WRITTEN TASK: Can you put the lines of the material below into a numbered list, skipping any blank lines and leaving out the pictures?
──────── INPUT DATA ────────
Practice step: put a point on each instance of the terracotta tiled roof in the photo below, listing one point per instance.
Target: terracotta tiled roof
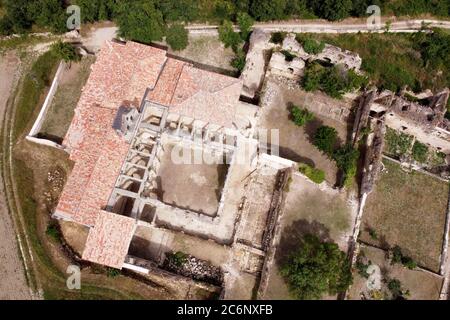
(109, 239)
(197, 93)
(120, 76)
────────
FULL OUTPUT:
1. Practice step: put a point on each instance of the terracotta tiled roof in the photo below, listing one point per instance.
2. Target: terracotta tiled roof
3. (109, 239)
4. (197, 93)
5. (120, 76)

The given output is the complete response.